* **RECORDED INFORMATION**
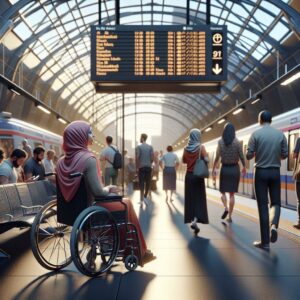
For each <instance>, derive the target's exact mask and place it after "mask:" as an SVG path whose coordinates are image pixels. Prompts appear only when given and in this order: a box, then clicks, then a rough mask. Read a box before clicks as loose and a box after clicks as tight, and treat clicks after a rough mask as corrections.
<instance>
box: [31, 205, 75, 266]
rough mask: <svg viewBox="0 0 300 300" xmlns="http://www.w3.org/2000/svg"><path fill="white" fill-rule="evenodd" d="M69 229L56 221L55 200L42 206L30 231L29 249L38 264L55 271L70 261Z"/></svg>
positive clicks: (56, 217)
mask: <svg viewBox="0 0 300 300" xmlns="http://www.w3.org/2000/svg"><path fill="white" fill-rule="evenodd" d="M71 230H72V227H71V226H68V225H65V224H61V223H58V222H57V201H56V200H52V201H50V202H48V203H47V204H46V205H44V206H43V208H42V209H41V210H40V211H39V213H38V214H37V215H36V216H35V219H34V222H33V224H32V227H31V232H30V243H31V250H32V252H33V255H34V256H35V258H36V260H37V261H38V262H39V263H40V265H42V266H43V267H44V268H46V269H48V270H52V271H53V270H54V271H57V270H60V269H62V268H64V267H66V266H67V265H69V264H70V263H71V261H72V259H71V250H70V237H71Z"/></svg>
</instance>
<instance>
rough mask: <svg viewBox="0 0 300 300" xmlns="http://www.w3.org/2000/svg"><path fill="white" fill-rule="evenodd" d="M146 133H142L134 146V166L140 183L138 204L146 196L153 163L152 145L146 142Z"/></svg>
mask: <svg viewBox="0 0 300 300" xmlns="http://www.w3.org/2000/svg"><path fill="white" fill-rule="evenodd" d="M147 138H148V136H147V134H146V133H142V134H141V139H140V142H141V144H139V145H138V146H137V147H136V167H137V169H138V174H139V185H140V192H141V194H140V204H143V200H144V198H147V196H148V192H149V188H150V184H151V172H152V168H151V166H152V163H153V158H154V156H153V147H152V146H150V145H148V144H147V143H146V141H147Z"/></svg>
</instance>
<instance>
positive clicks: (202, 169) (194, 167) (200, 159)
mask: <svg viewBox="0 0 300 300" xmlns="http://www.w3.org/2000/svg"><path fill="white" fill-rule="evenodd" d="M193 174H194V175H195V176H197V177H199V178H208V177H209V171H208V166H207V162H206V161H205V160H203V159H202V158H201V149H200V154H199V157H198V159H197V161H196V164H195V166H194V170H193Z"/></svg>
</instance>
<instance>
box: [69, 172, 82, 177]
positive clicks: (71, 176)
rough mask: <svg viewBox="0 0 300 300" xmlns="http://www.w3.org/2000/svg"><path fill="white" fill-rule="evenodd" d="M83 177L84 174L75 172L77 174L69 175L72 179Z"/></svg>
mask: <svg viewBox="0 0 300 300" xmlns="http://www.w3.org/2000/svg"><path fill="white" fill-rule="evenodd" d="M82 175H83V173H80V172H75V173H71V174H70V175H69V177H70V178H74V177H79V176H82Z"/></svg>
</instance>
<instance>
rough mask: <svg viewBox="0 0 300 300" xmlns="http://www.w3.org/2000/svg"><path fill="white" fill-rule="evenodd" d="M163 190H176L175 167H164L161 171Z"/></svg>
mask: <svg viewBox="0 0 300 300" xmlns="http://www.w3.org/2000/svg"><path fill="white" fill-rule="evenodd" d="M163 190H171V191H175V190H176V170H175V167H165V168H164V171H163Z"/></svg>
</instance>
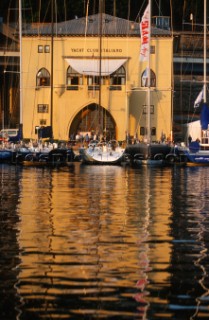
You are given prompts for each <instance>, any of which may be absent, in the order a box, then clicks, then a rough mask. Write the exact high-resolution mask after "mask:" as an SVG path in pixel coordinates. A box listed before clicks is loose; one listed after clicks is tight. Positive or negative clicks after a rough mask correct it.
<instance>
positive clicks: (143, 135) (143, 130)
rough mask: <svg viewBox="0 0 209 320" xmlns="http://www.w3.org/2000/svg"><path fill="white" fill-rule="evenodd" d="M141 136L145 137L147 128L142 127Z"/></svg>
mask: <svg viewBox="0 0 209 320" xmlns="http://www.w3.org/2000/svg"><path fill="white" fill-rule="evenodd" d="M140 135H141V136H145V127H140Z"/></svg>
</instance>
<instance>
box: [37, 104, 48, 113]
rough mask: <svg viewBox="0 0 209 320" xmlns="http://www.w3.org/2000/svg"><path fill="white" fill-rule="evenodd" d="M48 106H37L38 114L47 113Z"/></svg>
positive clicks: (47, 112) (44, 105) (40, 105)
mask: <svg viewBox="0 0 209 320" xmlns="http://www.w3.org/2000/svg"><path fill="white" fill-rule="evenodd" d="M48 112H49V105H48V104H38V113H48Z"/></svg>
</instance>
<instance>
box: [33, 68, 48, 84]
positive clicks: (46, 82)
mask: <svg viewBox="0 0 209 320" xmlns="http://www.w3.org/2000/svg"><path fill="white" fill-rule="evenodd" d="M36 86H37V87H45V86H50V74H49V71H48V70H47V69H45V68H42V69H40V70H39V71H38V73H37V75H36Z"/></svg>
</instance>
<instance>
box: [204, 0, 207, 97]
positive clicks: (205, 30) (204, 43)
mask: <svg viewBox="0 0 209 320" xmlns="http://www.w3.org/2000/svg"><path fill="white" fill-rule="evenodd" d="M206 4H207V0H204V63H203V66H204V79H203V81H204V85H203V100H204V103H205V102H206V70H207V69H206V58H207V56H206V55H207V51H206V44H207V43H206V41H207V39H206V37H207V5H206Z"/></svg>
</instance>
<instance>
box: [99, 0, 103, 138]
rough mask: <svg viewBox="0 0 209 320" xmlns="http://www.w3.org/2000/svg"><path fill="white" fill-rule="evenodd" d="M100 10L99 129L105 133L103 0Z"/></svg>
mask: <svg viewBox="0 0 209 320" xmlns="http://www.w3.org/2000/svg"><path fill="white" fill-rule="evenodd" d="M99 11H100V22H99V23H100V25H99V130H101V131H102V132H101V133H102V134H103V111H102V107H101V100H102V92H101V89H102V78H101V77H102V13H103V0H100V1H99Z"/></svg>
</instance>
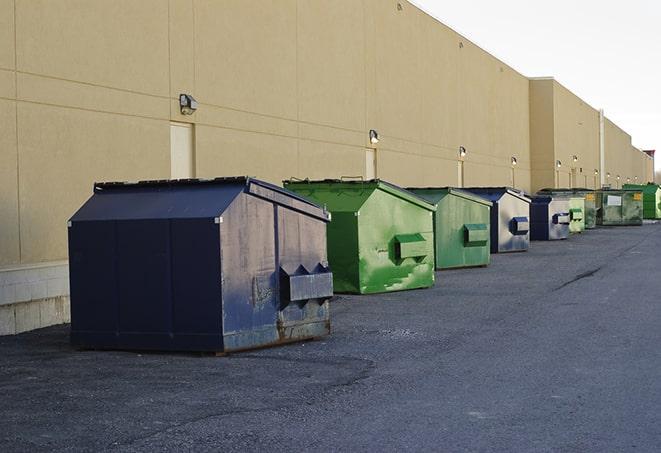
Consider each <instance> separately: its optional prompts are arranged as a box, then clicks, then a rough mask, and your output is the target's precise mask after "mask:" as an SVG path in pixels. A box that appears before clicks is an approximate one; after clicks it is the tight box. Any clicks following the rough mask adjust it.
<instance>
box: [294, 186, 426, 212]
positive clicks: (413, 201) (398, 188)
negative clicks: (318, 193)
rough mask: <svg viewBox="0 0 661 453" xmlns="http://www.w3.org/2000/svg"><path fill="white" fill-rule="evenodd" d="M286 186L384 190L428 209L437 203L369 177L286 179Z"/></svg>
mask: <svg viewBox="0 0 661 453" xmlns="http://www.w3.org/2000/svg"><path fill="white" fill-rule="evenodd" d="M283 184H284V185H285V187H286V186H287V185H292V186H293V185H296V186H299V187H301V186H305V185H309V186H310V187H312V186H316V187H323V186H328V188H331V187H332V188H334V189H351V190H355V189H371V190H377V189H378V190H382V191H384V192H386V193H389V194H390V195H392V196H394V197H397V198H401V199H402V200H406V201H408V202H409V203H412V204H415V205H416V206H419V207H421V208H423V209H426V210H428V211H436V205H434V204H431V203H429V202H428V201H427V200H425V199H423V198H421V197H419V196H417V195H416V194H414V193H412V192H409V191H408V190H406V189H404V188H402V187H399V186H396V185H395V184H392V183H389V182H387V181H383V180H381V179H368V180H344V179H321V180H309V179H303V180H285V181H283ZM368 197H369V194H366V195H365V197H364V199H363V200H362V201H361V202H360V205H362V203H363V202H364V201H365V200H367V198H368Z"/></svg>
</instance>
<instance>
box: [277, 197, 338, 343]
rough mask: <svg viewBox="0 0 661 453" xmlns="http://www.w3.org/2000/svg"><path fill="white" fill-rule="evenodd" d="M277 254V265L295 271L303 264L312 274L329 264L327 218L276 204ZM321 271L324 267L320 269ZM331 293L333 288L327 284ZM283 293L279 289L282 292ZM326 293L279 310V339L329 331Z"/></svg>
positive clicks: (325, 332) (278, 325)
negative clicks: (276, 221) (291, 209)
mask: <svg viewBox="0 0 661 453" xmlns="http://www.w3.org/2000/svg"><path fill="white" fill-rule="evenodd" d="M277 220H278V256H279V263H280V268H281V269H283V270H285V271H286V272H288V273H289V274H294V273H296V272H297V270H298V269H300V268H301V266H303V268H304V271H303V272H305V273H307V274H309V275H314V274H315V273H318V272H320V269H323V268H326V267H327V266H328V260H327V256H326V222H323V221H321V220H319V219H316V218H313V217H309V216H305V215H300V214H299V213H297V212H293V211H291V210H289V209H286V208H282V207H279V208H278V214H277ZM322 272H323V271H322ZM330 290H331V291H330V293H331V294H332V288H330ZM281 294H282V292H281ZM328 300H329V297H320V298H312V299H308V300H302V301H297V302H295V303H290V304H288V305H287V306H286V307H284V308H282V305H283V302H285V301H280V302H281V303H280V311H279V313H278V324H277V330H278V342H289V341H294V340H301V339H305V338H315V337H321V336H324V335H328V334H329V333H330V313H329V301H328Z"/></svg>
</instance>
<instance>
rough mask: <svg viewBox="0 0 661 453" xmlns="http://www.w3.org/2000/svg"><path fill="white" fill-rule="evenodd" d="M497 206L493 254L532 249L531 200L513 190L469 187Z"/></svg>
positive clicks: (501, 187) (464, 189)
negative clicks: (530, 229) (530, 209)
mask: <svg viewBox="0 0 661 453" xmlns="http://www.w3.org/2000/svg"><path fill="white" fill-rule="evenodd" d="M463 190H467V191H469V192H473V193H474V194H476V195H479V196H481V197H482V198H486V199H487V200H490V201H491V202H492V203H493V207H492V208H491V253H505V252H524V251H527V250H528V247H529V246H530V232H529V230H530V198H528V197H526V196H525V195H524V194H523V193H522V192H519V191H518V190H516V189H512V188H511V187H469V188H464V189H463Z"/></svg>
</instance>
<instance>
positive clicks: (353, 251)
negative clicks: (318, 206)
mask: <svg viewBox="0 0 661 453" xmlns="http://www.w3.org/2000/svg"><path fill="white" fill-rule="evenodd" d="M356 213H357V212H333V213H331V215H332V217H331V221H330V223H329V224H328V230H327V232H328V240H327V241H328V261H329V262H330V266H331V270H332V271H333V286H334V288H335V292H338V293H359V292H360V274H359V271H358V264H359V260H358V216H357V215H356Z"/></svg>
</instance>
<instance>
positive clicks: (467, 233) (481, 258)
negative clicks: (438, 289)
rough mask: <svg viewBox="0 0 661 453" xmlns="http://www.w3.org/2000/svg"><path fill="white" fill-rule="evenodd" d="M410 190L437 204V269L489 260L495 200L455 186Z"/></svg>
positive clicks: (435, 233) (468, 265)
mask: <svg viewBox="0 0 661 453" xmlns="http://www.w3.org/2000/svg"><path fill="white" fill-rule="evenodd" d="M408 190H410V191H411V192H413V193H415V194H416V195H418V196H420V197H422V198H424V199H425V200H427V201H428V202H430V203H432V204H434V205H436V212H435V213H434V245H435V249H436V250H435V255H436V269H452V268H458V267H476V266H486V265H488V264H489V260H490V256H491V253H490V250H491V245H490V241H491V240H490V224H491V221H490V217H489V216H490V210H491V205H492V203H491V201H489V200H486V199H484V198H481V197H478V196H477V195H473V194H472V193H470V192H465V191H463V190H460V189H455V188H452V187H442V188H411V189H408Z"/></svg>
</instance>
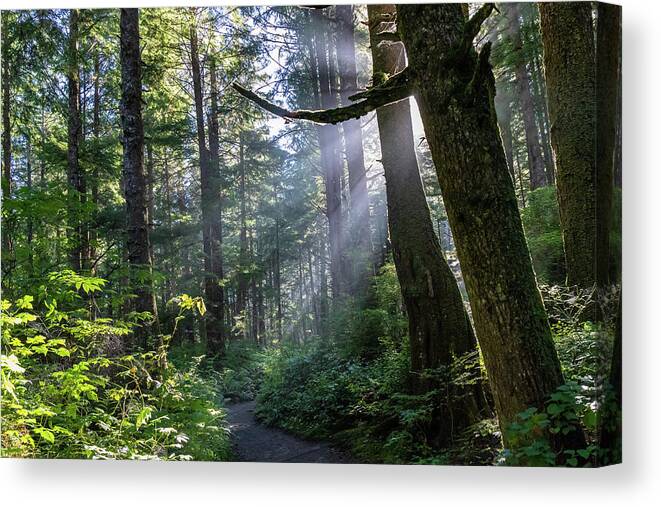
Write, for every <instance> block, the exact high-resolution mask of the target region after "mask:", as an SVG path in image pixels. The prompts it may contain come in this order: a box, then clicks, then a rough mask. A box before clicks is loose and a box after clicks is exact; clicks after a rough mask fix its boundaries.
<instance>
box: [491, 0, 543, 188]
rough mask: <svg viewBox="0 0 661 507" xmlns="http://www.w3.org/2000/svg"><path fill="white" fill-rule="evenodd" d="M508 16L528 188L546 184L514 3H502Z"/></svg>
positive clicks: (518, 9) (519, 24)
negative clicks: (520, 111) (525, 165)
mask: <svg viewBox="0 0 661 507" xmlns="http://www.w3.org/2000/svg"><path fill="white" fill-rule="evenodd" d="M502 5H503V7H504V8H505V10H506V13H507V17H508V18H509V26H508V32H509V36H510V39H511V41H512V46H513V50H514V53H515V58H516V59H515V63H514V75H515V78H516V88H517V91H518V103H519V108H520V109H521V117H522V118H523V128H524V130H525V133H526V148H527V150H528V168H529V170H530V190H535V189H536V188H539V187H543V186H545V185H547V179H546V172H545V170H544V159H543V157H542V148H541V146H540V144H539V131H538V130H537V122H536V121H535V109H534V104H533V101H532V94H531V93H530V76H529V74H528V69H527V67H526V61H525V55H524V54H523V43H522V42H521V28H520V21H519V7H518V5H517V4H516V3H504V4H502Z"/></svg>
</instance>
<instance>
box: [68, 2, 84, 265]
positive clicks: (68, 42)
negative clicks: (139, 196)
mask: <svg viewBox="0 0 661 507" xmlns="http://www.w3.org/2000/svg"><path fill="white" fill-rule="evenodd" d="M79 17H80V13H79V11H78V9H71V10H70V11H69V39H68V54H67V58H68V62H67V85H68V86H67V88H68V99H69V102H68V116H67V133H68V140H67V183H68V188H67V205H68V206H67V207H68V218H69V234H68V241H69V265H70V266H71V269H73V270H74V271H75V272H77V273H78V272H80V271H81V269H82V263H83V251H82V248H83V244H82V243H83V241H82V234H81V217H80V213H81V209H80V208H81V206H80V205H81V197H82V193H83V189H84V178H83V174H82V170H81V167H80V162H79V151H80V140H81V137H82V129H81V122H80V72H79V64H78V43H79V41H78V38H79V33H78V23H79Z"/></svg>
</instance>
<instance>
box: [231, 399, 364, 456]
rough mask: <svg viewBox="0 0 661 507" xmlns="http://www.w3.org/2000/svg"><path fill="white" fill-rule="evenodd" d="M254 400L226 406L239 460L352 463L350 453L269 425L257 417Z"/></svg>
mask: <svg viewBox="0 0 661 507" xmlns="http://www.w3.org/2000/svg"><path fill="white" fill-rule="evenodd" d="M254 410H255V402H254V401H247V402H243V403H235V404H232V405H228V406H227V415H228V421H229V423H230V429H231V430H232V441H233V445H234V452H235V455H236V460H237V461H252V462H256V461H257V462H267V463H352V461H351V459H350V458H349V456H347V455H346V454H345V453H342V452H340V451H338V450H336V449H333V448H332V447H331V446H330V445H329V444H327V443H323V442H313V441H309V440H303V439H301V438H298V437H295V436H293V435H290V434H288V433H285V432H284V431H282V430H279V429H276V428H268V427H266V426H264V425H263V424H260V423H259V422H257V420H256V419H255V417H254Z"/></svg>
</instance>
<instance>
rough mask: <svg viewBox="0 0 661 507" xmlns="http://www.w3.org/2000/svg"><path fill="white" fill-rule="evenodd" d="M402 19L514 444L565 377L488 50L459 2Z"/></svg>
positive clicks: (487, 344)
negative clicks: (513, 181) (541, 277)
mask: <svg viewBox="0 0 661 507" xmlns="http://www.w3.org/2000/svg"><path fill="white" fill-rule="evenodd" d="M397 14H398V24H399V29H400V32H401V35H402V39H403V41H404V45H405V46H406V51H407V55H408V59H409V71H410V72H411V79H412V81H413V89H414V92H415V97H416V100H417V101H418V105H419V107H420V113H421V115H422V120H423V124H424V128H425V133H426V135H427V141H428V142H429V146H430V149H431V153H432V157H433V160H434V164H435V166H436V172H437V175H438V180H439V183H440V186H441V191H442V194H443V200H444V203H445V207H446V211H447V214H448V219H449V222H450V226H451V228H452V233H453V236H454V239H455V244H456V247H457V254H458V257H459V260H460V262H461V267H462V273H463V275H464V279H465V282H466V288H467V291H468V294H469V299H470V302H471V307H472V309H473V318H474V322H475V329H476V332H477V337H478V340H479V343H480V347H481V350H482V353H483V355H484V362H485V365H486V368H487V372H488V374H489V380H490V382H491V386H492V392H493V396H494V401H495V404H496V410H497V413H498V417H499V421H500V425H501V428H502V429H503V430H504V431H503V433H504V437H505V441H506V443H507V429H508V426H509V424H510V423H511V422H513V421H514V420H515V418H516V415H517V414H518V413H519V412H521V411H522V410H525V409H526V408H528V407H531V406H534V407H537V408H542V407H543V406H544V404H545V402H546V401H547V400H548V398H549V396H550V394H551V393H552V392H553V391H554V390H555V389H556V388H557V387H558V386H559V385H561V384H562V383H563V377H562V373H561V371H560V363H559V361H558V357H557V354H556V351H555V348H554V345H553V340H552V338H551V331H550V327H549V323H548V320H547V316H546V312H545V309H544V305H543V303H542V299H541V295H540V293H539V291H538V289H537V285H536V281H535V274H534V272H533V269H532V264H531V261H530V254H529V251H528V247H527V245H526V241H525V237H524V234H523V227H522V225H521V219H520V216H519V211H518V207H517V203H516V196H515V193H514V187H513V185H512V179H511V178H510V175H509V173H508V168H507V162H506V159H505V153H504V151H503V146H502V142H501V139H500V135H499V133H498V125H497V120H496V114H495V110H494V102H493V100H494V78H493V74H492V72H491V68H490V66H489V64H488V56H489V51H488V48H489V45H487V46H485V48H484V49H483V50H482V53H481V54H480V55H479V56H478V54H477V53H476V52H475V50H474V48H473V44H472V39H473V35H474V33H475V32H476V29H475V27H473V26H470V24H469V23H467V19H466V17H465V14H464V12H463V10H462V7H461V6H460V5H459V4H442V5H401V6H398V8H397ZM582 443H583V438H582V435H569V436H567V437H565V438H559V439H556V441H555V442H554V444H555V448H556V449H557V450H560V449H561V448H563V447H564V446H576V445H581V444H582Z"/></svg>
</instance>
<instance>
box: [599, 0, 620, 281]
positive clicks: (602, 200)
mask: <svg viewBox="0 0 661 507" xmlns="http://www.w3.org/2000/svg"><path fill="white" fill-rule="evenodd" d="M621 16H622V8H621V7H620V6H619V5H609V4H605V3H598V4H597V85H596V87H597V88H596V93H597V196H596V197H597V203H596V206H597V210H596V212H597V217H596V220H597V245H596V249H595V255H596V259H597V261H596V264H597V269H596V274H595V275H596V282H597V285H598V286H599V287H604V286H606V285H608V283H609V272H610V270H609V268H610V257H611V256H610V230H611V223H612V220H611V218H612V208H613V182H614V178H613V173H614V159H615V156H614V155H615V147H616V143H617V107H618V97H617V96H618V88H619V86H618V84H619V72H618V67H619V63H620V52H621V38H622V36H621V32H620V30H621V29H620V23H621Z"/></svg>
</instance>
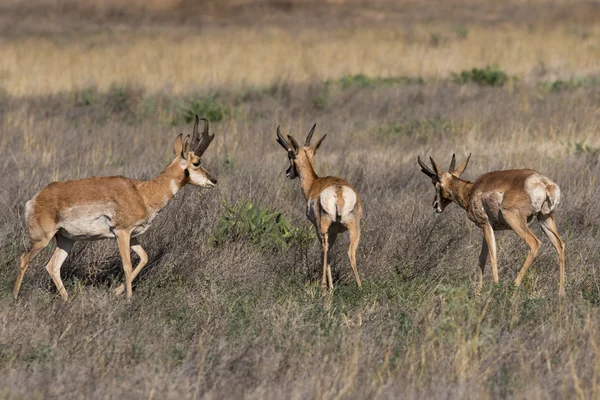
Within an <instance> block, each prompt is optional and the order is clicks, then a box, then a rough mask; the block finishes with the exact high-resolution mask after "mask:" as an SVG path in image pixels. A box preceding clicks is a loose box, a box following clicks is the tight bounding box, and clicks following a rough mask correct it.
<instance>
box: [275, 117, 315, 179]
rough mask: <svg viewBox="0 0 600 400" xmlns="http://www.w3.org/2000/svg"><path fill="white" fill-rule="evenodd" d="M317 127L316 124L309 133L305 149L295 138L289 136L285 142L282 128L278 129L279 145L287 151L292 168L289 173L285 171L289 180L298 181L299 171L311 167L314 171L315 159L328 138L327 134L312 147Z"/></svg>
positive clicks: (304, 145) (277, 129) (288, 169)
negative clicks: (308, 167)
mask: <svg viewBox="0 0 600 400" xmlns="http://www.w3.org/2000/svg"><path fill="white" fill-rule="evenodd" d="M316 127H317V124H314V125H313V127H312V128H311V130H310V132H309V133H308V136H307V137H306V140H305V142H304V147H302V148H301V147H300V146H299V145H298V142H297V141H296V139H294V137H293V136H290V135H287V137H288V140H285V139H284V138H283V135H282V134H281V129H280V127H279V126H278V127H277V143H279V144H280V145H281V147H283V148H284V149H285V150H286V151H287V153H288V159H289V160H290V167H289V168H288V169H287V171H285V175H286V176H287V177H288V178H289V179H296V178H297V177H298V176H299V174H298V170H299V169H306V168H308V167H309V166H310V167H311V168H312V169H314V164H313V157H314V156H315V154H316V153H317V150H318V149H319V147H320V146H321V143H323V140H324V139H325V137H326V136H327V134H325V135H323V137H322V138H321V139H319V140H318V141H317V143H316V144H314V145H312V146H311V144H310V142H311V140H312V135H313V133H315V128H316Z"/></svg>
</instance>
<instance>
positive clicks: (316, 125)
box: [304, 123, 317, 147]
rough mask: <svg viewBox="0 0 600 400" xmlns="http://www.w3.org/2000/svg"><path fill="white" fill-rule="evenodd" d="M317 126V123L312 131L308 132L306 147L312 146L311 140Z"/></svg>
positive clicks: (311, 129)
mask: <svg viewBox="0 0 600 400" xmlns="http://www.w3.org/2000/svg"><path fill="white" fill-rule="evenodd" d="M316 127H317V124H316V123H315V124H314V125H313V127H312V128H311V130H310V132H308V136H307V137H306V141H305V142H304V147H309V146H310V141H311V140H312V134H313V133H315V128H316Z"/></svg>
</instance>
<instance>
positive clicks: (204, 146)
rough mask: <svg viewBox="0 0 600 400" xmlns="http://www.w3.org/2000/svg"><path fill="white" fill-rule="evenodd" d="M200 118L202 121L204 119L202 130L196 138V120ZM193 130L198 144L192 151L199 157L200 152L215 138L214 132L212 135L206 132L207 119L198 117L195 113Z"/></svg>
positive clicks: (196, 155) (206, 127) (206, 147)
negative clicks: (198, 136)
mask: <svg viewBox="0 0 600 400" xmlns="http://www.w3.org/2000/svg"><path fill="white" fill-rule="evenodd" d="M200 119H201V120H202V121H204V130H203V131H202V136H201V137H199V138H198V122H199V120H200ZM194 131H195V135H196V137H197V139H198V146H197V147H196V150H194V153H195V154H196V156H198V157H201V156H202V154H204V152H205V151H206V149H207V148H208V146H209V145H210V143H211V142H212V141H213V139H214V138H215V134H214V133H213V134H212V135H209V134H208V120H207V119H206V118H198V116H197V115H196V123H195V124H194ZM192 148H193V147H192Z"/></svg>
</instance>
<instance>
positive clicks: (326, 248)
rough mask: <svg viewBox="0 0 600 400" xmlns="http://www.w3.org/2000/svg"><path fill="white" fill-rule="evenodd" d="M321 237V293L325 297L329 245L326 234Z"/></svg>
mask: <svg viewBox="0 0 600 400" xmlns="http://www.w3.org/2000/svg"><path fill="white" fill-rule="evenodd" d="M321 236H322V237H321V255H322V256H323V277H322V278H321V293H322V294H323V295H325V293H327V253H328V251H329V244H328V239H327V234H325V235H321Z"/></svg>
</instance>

* **ABOUT THIS EXERCISE**
Find every line in the items above that contains the string "target", and copy each of those lines in full.

* **WRITTEN SOLUTION**
For each <instance>, derive the target's exact mask and place it after "mask:" as an SVG path whose coordinates are image pixels. Prompts appear only when given and in this order: a box, then clicks, then a rough mask. Read a box before clicks as loose and a box after clicks as tight, and treat clicks after a rough mask as corrections.
Consider each <instance> separately: its optional prompts are arranged as a box, then clicks, then a rough mask, and your output is the target's precise mask after "mask:" as an SVG path in pixels. A box that appears before clicks is an approximate one; after clicks it is the tight box. Any clicks following the rough mask adjust it.
Write, for every <instance> block, the exact high-resolution mask of the target region after "mask:", as an SVG path in image pixels. The prompts it may contain come in this order: a box, then clicks, then a rough mask. A box before clicks is loose and a box after clicks is exact; clicks after a rough mask fix its boundaries.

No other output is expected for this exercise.